Kamis, 24 Maret 2011

Industrialisasi

I. PENDAHULUAN

Industrialisasi merupakan salah satu tahap perkembangan ekonomi yang dianggap penting untuk dapat mempercepat kemajuan ekonomi suatu bangsa. Industrialisasi merupakan proses perubahan struktur ekonomi dari struktur ekonomi pertanian atau agraris ke struktur ekonomi industri. Tidak dapat dipungkiri bahwa industrialisasi memberikan dampak yang positif bagi perekonomian di Indonesia, dengan kata lain sektor industri manufaktur muncul menjadi penyumbang nilai tambah yang dominan dan telah tumbuh pesat mengimbangi laju pertumbuhan sektor pertanian.

II. INDUSTRIALISASI

Secara definitif, sampai saat ini pemaknaan tentang pembangunan ekonomi yang pokok adalah pertumbuhan ekonomi yang berlangsung secara berkesinambungan sehingga menghasilkan transformasi struktural dalam perekonomian. Menurut Mellor (1987;81), pembangunan ekonomi didefinisikan sebagai suatu proses yang dengannya perekonomian diubah dari apa yang sebagian besar pedesaan dan pertanian menjadi sebagian besar perkotaan, industri, dan jasa–jasa. Jadi inti dari pembangunan ekonomi adalah adanya pertumbuhan ekonomi.
Transformasi strukrural sendiri dipahami sebagai pergeseran pertumbuhan sektor primer (pertanian) menuju sektor sekunder (industri) dan kemudian ke sektor jasa (Chandra, 1992:4). Pandangan ini dipelopori oleh Colin Clark (1940) dan Simon Kuznets (1957 dan 1958). Clark menggambarkan tentang ”modernisasi ekonomi”, atau proses pertumbuhan ekonomi dalam kerangka perubahan proporsional yang besar menuju produksi sekunder dan peningkatan yang layak dalam produksi tersier. Negara yang telah mencapai tahapan modernisasi ekonomi inilah yang dianggap telah mengalami tahap industrialisasi. Transformasi struktural disini diharuskan, karena sektor primer dipandang tiak memiliki nilai tambah yang tinggi serta nilai tukarnya rendah.

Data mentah
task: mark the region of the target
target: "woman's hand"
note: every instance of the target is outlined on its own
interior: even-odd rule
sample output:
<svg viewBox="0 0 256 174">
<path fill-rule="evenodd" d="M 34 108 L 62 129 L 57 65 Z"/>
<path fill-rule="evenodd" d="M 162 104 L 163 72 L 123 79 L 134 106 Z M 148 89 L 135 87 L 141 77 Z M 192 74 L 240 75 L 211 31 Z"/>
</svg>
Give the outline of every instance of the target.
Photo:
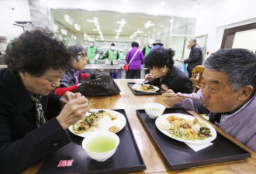
<svg viewBox="0 0 256 174">
<path fill-rule="evenodd" d="M 78 121 L 90 110 L 88 101 L 85 96 L 76 98 L 75 96 L 73 96 L 71 97 L 74 99 L 65 104 L 60 114 L 56 118 L 64 130 Z"/>
<path fill-rule="evenodd" d="M 162 94 L 162 99 L 168 105 L 172 107 L 175 104 L 182 101 L 183 97 L 178 97 L 172 90 L 168 90 Z"/>
<path fill-rule="evenodd" d="M 155 79 L 155 77 L 151 73 L 147 73 L 145 75 L 145 81 L 151 82 Z"/>
<path fill-rule="evenodd" d="M 169 89 L 169 87 L 165 84 L 161 84 L 161 89 L 164 91 L 167 91 Z"/>
<path fill-rule="evenodd" d="M 81 96 L 81 93 L 72 93 L 67 91 L 60 99 L 61 105 L 64 106 L 68 101 L 80 97 Z"/>
</svg>

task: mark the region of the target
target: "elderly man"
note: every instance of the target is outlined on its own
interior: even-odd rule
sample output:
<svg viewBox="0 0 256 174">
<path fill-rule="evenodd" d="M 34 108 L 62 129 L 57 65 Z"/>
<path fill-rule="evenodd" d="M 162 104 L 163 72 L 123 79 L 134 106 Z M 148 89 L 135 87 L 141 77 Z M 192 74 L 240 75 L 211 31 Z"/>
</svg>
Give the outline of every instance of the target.
<svg viewBox="0 0 256 174">
<path fill-rule="evenodd" d="M 197 65 L 202 65 L 202 52 L 201 47 L 196 43 L 196 39 L 189 39 L 188 49 L 190 49 L 190 53 L 188 59 L 182 60 L 184 63 L 188 63 L 187 71 L 189 77 L 192 77 L 193 68 Z"/>
<path fill-rule="evenodd" d="M 256 55 L 247 49 L 220 49 L 204 63 L 202 89 L 185 94 L 203 102 L 178 97 L 169 90 L 166 104 L 199 114 L 256 152 Z"/>
<path fill-rule="evenodd" d="M 81 94 L 53 93 L 71 58 L 51 32 L 22 34 L 5 63 L 0 70 L 0 173 L 20 173 L 69 143 L 65 130 L 89 107 Z"/>
</svg>

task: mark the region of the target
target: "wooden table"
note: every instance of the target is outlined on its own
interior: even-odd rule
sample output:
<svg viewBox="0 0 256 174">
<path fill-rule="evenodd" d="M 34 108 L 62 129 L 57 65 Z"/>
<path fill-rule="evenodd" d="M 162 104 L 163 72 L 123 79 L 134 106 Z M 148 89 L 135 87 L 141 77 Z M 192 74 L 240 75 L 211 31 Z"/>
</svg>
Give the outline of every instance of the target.
<svg viewBox="0 0 256 174">
<path fill-rule="evenodd" d="M 256 173 L 256 153 L 212 124 L 219 133 L 250 152 L 251 158 L 200 165 L 182 170 L 169 171 L 136 115 L 136 110 L 144 109 L 145 103 L 157 102 L 165 105 L 167 107 L 169 107 L 162 101 L 161 95 L 135 96 L 127 86 L 127 82 L 133 82 L 133 80 L 116 79 L 115 80 L 121 90 L 119 96 L 88 98 L 92 100 L 92 108 L 125 109 L 138 148 L 147 167 L 146 170 L 134 173 Z M 200 117 L 194 111 L 189 111 L 195 117 Z M 36 164 L 24 171 L 22 174 L 34 174 L 39 167 L 40 163 Z"/>
</svg>

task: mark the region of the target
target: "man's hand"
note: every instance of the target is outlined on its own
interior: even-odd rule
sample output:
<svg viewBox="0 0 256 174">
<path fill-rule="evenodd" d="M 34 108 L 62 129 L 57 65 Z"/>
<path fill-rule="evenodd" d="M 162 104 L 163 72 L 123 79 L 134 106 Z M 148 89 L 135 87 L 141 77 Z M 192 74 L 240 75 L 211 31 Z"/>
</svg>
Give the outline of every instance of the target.
<svg viewBox="0 0 256 174">
<path fill-rule="evenodd" d="M 64 130 L 78 121 L 90 110 L 88 101 L 85 96 L 78 97 L 71 96 L 71 97 L 74 99 L 65 104 L 60 114 L 56 118 Z"/>
<path fill-rule="evenodd" d="M 168 90 L 162 94 L 162 99 L 168 105 L 172 107 L 175 104 L 182 101 L 183 97 L 178 97 L 172 90 Z"/>
</svg>

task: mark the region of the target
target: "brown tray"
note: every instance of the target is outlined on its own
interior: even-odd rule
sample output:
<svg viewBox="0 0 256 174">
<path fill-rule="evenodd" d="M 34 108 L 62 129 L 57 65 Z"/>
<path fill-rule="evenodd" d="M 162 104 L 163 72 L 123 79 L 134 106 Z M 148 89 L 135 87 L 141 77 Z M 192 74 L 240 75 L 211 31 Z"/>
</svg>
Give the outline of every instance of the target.
<svg viewBox="0 0 256 174">
<path fill-rule="evenodd" d="M 134 90 L 133 89 L 133 86 L 134 84 L 135 84 L 135 83 L 133 83 L 133 82 L 128 82 L 127 83 L 128 87 L 132 90 L 132 92 L 133 93 L 134 95 L 161 95 L 161 94 L 162 94 L 162 93 L 160 92 L 160 90 L 157 90 L 156 92 L 147 92 L 147 93 Z"/>
<path fill-rule="evenodd" d="M 191 115 L 183 108 L 165 109 L 164 114 L 168 113 Z M 155 126 L 155 119 L 150 118 L 145 110 L 137 110 L 137 114 L 170 170 L 251 157 L 250 152 L 220 134 L 217 134 L 216 138 L 212 142 L 213 145 L 195 152 L 185 143 L 172 139 L 161 132 Z"/>
<path fill-rule="evenodd" d="M 123 130 L 116 134 L 120 138 L 120 143 L 110 159 L 101 162 L 92 159 L 81 147 L 83 138 L 73 135 L 68 131 L 71 142 L 46 158 L 36 173 L 105 174 L 133 172 L 146 169 L 125 111 L 123 109 L 114 111 L 123 114 L 127 121 Z M 71 166 L 57 167 L 60 161 L 69 159 L 74 160 Z"/>
</svg>

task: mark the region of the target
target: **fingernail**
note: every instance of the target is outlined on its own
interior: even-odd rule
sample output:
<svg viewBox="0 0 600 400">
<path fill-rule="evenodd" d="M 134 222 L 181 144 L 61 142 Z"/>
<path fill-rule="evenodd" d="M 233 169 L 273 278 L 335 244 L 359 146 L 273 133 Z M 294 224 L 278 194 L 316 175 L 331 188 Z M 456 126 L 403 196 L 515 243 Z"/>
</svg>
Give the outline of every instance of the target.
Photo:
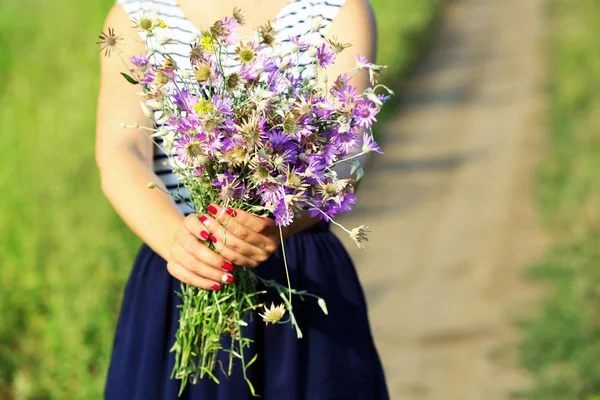
<svg viewBox="0 0 600 400">
<path fill-rule="evenodd" d="M 223 264 L 221 264 L 221 268 L 227 272 L 231 272 L 231 271 L 233 271 L 233 264 L 230 263 L 229 261 L 225 260 L 225 261 L 223 261 Z"/>
</svg>

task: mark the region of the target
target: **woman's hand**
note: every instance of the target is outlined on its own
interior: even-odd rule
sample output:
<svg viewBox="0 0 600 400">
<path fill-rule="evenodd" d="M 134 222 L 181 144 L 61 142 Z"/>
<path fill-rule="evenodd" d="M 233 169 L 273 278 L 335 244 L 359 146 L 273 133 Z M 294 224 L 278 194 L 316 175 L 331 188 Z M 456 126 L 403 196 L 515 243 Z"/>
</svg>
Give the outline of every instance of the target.
<svg viewBox="0 0 600 400">
<path fill-rule="evenodd" d="M 214 204 L 207 209 L 209 214 L 201 215 L 200 221 L 215 249 L 234 264 L 258 267 L 277 250 L 279 227 L 273 219 Z"/>
<path fill-rule="evenodd" d="M 220 290 L 222 283 L 232 283 L 233 264 L 212 251 L 206 243 L 218 240 L 210 235 L 195 215 L 188 215 L 169 252 L 167 269 L 171 275 L 201 289 Z"/>
</svg>

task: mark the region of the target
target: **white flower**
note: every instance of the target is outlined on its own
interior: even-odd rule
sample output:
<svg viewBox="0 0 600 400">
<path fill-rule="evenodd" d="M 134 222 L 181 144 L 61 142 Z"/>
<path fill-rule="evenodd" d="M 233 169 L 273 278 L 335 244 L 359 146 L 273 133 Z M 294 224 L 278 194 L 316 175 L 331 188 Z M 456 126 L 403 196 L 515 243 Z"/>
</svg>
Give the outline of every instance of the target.
<svg viewBox="0 0 600 400">
<path fill-rule="evenodd" d="M 366 225 L 361 225 L 357 228 L 354 228 L 350 232 L 350 237 L 352 238 L 352 240 L 354 240 L 354 243 L 356 243 L 359 249 L 364 249 L 365 245 L 363 242 L 369 241 L 369 239 L 367 239 L 367 232 L 370 231 L 369 227 Z"/>
<path fill-rule="evenodd" d="M 283 303 L 278 305 L 277 307 L 275 307 L 273 303 L 271 303 L 271 308 L 267 308 L 267 306 L 264 307 L 265 313 L 258 315 L 260 315 L 263 321 L 265 321 L 267 324 L 274 324 L 278 322 L 281 318 L 283 318 L 283 314 L 285 314 L 285 306 L 283 305 Z"/>
<path fill-rule="evenodd" d="M 160 46 L 164 46 L 173 39 L 173 33 L 167 28 L 154 29 L 154 38 Z"/>
<path fill-rule="evenodd" d="M 325 20 L 321 16 L 311 17 L 310 19 L 310 30 L 318 32 L 325 28 Z"/>
</svg>

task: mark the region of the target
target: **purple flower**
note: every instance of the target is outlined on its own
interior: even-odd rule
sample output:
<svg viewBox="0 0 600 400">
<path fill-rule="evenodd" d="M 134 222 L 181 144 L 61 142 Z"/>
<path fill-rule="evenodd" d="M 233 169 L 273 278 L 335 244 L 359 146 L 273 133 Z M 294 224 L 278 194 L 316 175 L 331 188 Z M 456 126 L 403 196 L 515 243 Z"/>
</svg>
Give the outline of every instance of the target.
<svg viewBox="0 0 600 400">
<path fill-rule="evenodd" d="M 349 154 L 358 142 L 358 135 L 355 129 L 349 129 L 346 132 L 339 132 L 337 129 L 331 131 L 331 142 L 340 150 L 340 155 Z"/>
<path fill-rule="evenodd" d="M 219 131 L 203 132 L 198 135 L 202 139 L 202 148 L 210 155 L 218 155 L 223 147 L 223 134 Z"/>
<path fill-rule="evenodd" d="M 326 68 L 328 65 L 333 64 L 335 59 L 335 52 L 331 46 L 323 43 L 321 47 L 317 49 L 317 60 L 322 68 Z"/>
<path fill-rule="evenodd" d="M 275 61 L 271 57 L 264 55 L 261 55 L 258 58 L 257 65 L 265 72 L 275 72 L 279 70 L 277 64 L 275 64 Z"/>
<path fill-rule="evenodd" d="M 288 226 L 292 223 L 294 219 L 293 211 L 287 206 L 285 202 L 285 197 L 279 199 L 277 204 L 275 204 L 275 209 L 273 210 L 273 215 L 275 216 L 275 223 L 280 226 Z"/>
<path fill-rule="evenodd" d="M 202 143 L 198 135 L 182 135 L 175 141 L 174 148 L 177 159 L 188 167 L 195 167 L 196 162 L 203 156 Z"/>
<path fill-rule="evenodd" d="M 261 202 L 266 206 L 274 206 L 285 196 L 283 186 L 277 182 L 265 182 L 259 185 Z"/>
<path fill-rule="evenodd" d="M 377 115 L 378 112 L 379 109 L 374 107 L 372 102 L 361 99 L 354 109 L 354 120 L 358 126 L 368 128 L 373 122 L 377 121 L 375 115 Z"/>
<path fill-rule="evenodd" d="M 236 198 L 244 199 L 247 196 L 246 188 L 241 182 L 241 179 L 239 179 L 237 174 L 232 174 L 231 172 L 218 174 L 217 177 L 213 179 L 213 186 L 221 190 L 219 200 L 224 204 L 227 204 L 229 201 Z"/>
<path fill-rule="evenodd" d="M 216 22 L 220 26 L 219 41 L 229 45 L 235 44 L 238 40 L 241 25 L 235 18 L 225 17 Z"/>
<path fill-rule="evenodd" d="M 375 140 L 373 140 L 373 136 L 368 134 L 367 132 L 363 133 L 362 151 L 364 151 L 365 153 L 374 151 L 376 153 L 383 154 L 383 151 L 381 151 L 381 148 L 379 148 L 377 143 L 375 143 Z"/>
<path fill-rule="evenodd" d="M 238 73 L 247 81 L 253 81 L 258 76 L 258 70 L 250 64 L 243 64 Z"/>
<path fill-rule="evenodd" d="M 198 103 L 198 97 L 190 94 L 186 88 L 181 89 L 180 92 L 176 92 L 173 95 L 173 102 L 175 105 L 186 113 L 191 114 L 194 106 Z"/>
<path fill-rule="evenodd" d="M 233 113 L 233 101 L 228 97 L 213 97 L 213 104 L 217 110 L 225 115 L 231 115 Z"/>
<path fill-rule="evenodd" d="M 141 53 L 139 57 L 131 56 L 130 60 L 136 67 L 145 67 L 150 62 L 150 59 L 144 53 Z"/>
</svg>

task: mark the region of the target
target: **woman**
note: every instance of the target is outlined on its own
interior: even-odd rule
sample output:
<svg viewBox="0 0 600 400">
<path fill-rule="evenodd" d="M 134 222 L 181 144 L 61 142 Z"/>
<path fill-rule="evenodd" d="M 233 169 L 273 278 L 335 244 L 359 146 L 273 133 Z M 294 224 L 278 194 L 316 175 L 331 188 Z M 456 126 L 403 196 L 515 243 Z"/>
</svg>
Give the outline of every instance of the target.
<svg viewBox="0 0 600 400">
<path fill-rule="evenodd" d="M 234 6 L 246 11 L 240 36 L 251 36 L 253 27 L 270 17 L 278 38 L 302 36 L 311 29 L 311 16 L 327 26 L 321 31 L 354 44 L 341 53 L 328 70 L 330 79 L 354 66 L 354 57 L 371 59 L 375 51 L 375 24 L 366 0 L 119 0 L 105 28 L 123 35 L 127 55 L 144 52 L 132 19 L 155 11 L 173 31 L 167 51 L 179 66 L 198 34 L 198 27 L 230 15 Z M 135 21 L 134 21 L 135 22 Z M 288 39 L 289 40 L 289 39 Z M 178 56 L 176 54 L 181 54 Z M 164 166 L 164 154 L 145 135 L 119 128 L 121 122 L 148 125 L 139 107 L 139 89 L 122 79 L 118 57 L 102 60 L 98 104 L 97 163 L 104 193 L 129 227 L 144 241 L 125 289 L 106 385 L 107 399 L 177 399 L 179 384 L 169 378 L 174 364 L 170 347 L 178 326 L 176 295 L 180 281 L 205 290 L 231 284 L 232 265 L 256 268 L 267 279 L 285 282 L 274 222 L 218 204 L 195 215 L 161 191 L 149 191 L 149 181 L 173 179 Z M 352 84 L 362 90 L 367 77 Z M 236 215 L 235 232 L 223 241 L 223 215 Z M 186 214 L 188 214 L 186 216 Z M 232 224 L 229 224 L 230 226 Z M 210 236 L 212 235 L 212 236 Z M 219 255 L 202 240 L 211 237 Z M 279 399 L 387 399 L 387 389 L 373 345 L 366 305 L 356 271 L 347 253 L 329 232 L 327 224 L 308 215 L 296 218 L 285 231 L 285 249 L 292 286 L 323 297 L 329 316 L 314 302 L 294 305 L 305 337 L 298 340 L 289 326 L 265 326 L 252 318 L 246 336 L 259 354 L 248 374 L 257 393 L 266 400 Z M 270 296 L 269 294 L 268 296 Z M 268 300 L 267 296 L 267 300 Z M 217 371 L 220 384 L 204 379 L 188 385 L 182 399 L 250 398 L 241 367 L 229 377 Z"/>
</svg>

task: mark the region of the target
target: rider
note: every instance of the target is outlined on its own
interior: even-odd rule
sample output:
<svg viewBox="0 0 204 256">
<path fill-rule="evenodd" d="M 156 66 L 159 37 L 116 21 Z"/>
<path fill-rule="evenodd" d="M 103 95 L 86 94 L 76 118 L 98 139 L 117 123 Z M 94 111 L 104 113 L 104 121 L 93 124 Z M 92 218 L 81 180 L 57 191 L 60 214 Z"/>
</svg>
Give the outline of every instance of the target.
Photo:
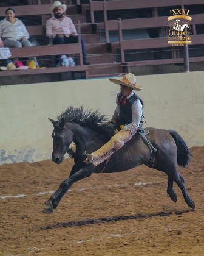
<svg viewBox="0 0 204 256">
<path fill-rule="evenodd" d="M 121 80 L 110 78 L 109 80 L 120 85 L 120 93 L 118 93 L 116 98 L 116 109 L 111 119 L 111 123 L 116 127 L 115 134 L 101 148 L 88 154 L 84 160 L 86 163 L 93 163 L 98 165 L 112 155 L 136 133 L 141 121 L 143 103 L 132 91 L 140 91 L 143 87 L 136 84 L 135 75 L 129 73 Z M 75 145 L 72 149 L 75 151 Z M 73 157 L 70 149 L 68 154 Z"/>
</svg>

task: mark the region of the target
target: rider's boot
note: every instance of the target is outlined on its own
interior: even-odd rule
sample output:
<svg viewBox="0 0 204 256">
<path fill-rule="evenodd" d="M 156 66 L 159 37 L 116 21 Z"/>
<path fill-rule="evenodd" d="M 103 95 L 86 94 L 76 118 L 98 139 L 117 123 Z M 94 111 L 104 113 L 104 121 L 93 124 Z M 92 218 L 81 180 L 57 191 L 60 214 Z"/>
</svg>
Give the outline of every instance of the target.
<svg viewBox="0 0 204 256">
<path fill-rule="evenodd" d="M 120 149 L 124 144 L 132 138 L 129 130 L 120 130 L 101 148 L 91 154 L 87 154 L 84 162 L 87 164 L 93 163 L 98 165 L 110 157 L 112 154 Z"/>
</svg>

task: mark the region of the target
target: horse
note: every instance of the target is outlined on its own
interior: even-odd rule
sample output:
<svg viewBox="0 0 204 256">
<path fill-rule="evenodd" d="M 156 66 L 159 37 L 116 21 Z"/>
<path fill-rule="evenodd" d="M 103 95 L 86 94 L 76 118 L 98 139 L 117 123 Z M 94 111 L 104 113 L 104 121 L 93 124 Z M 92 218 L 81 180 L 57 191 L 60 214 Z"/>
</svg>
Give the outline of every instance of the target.
<svg viewBox="0 0 204 256">
<path fill-rule="evenodd" d="M 190 160 L 191 152 L 177 132 L 146 128 L 144 130 L 149 132 L 147 138 L 157 148 L 153 157 L 148 145 L 137 133 L 114 152 L 108 163 L 95 166 L 84 162 L 84 152 L 95 151 L 114 135 L 113 127 L 107 123 L 107 116 L 98 110 L 86 111 L 83 107 L 70 106 L 58 116 L 57 121 L 49 119 L 54 127 L 52 133 L 53 143 L 52 160 L 60 164 L 72 141 L 76 146 L 76 152 L 74 165 L 68 179 L 60 184 L 58 189 L 42 205 L 44 213 L 52 213 L 75 182 L 89 177 L 92 173 L 118 172 L 142 164 L 166 173 L 168 177 L 167 193 L 171 199 L 174 202 L 177 200 L 173 190 L 174 182 L 180 188 L 187 205 L 194 209 L 194 201 L 188 194 L 184 179 L 177 169 L 177 164 L 182 167 L 186 166 Z"/>
</svg>

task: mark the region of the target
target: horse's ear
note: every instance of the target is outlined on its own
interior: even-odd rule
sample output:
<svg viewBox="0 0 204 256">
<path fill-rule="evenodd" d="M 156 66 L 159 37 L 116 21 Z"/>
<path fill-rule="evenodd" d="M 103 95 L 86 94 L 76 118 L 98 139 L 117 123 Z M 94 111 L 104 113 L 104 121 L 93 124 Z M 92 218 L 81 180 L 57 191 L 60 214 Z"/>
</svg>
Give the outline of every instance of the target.
<svg viewBox="0 0 204 256">
<path fill-rule="evenodd" d="M 64 124 L 65 124 L 65 119 L 64 119 L 64 116 L 63 116 L 63 117 L 61 118 L 59 126 L 60 126 L 61 128 L 63 128 Z"/>
<path fill-rule="evenodd" d="M 56 124 L 56 121 L 53 120 L 52 119 L 50 119 L 50 118 L 48 118 L 48 119 L 50 120 L 50 121 L 52 124 Z"/>
</svg>

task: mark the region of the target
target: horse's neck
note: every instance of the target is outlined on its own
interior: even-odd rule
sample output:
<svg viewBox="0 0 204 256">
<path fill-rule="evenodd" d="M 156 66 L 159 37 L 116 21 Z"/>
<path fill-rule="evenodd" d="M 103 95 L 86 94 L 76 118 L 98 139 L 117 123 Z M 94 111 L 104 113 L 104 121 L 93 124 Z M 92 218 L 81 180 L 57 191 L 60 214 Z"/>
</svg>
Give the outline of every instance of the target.
<svg viewBox="0 0 204 256">
<path fill-rule="evenodd" d="M 73 142 L 78 149 L 84 152 L 90 141 L 97 137 L 96 133 L 89 128 L 83 127 L 77 124 L 73 124 L 72 126 Z"/>
</svg>

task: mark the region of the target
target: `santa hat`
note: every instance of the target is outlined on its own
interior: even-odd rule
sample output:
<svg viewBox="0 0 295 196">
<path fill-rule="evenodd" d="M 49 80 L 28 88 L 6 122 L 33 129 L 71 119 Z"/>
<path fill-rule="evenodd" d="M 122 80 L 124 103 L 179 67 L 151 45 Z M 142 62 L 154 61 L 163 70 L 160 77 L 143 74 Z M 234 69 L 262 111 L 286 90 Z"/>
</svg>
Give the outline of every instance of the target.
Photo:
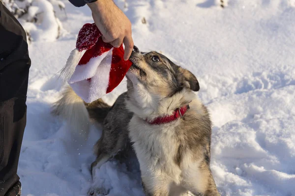
<svg viewBox="0 0 295 196">
<path fill-rule="evenodd" d="M 82 27 L 76 48 L 61 70 L 60 76 L 87 103 L 112 92 L 132 64 L 123 59 L 123 45 L 116 48 L 104 43 L 95 24 L 87 24 Z"/>
</svg>

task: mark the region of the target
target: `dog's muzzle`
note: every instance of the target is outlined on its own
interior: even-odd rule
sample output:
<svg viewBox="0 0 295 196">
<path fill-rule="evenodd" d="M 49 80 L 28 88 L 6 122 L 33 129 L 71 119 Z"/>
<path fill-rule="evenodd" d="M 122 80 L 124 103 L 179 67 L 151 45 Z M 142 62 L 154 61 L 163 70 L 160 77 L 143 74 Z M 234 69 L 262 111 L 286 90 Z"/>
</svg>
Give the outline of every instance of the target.
<svg viewBox="0 0 295 196">
<path fill-rule="evenodd" d="M 133 46 L 133 49 L 132 51 L 139 53 L 139 49 L 138 49 L 138 48 L 137 48 L 135 46 Z"/>
</svg>

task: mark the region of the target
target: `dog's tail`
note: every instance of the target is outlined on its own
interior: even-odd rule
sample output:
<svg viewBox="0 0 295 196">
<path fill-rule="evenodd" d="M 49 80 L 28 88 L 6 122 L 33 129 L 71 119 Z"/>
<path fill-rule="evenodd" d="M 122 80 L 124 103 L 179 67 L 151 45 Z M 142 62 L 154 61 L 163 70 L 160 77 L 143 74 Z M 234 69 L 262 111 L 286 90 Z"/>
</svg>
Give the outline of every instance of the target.
<svg viewBox="0 0 295 196">
<path fill-rule="evenodd" d="M 89 104 L 85 103 L 68 86 L 62 92 L 61 98 L 54 103 L 52 113 L 66 121 L 75 136 L 86 139 L 90 119 L 102 122 L 110 108 L 102 99 Z"/>
</svg>

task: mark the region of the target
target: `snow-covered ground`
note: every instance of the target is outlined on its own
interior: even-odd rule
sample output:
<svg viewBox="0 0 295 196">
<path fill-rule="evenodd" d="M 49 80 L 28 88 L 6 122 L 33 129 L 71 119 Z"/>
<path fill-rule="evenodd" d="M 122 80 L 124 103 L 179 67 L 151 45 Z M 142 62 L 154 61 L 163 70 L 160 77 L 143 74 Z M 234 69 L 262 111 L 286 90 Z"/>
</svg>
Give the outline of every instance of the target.
<svg viewBox="0 0 295 196">
<path fill-rule="evenodd" d="M 116 2 L 140 49 L 160 51 L 199 79 L 214 125 L 211 168 L 222 195 L 295 196 L 295 0 L 224 0 L 224 9 L 214 0 L 125 1 Z M 85 196 L 93 186 L 89 169 L 100 130 L 93 126 L 89 139 L 79 141 L 50 114 L 61 85 L 56 74 L 80 28 L 92 22 L 87 6 L 63 2 L 67 19 L 59 17 L 68 33 L 30 46 L 18 170 L 24 196 Z M 105 100 L 115 101 L 125 85 Z M 110 189 L 110 196 L 143 196 L 134 171 L 110 161 L 94 184 Z"/>
</svg>

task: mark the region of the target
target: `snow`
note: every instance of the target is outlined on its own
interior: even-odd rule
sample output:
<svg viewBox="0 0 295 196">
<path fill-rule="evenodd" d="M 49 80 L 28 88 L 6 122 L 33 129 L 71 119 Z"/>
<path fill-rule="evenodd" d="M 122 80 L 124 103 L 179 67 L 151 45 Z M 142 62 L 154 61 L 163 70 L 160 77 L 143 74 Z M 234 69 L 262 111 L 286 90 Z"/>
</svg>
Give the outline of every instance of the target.
<svg viewBox="0 0 295 196">
<path fill-rule="evenodd" d="M 224 9 L 214 0 L 116 1 L 141 50 L 161 51 L 198 78 L 198 95 L 214 123 L 211 168 L 221 195 L 295 196 L 295 0 L 224 1 Z M 104 187 L 109 196 L 143 196 L 134 158 L 103 165 L 93 182 L 92 148 L 101 128 L 91 126 L 88 140 L 76 140 L 50 113 L 62 86 L 56 74 L 80 28 L 92 22 L 87 6 L 62 2 L 67 17 L 60 14 L 60 20 L 68 33 L 29 47 L 28 122 L 18 170 L 23 195 L 85 196 Z M 113 103 L 125 84 L 104 99 Z"/>
</svg>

**Soal Latihan**
Tuliskan lanjutan teks tentang industrialisasi, dimulai setelah kalimat terakhir yang ditampilkan.

**Jawaban**
Sementara itu, tolok ukur industrialisasi menurut (Rostow, 1991:5) adalah apabila tingkat investasi dan tabungan mencapai 10% dari pendapatan nasional. Era industrialisasi ditandai dengan industri–industri baru berkembang dengan pesat, memberikan keuntungan yang sebagian besar diinvestigasikan lagi dalam bentuk baru. Indutri-industri baru ini tentunya membutuhkan banyak pekerja pabrik, yang pada akhirnya mendorong timbulnya layanan-layanan jasa yang mendukung para pekerja tersebut dan kebutuhan akan barang-barang manufaktur lainnya , perluasan lebih lanjut di daerah perkotaan dan dalam pabrik-pabrik modern lainnya.
Sedikit berbeda dengan sebelumnya, model neoklasik, dengan para tokoh-tokohnya seperti Arthur Lewis dan Hollis Chenery, lebih menekankan perhatiannya kepada mekanisme yang memungkinkan perekonomian negara terbelakang mentransformasikan struktur perekonomian dalam negeri mereka dari sesuatu yang berat seperti pertanian tradisional untuk mencukupi kebutuhan sendiri, kepada suatu perekonomian yang lebih modern, mengarah ke kota , dan beraneka di bidang industri dan jasa-jasa (Todaro 1997: 75). Intinya, neoklasik memusatkan pada bagaimana “mekanisme” perubahan struktural tersebut terjadi.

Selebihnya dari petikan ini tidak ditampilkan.